[Records from a collection]

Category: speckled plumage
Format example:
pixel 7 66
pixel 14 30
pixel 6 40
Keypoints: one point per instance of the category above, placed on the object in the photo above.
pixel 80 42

● WORK TO BE COMPLETED: All the lines above need to be retyped exactly, with nothing left out.

● WRITTEN RESPONSE:
Category: speckled plumage
Format example:
pixel 7 66
pixel 14 30
pixel 6 40
Keypoints: one point per instance of the category above, placed on the object in the photo above.
pixel 80 42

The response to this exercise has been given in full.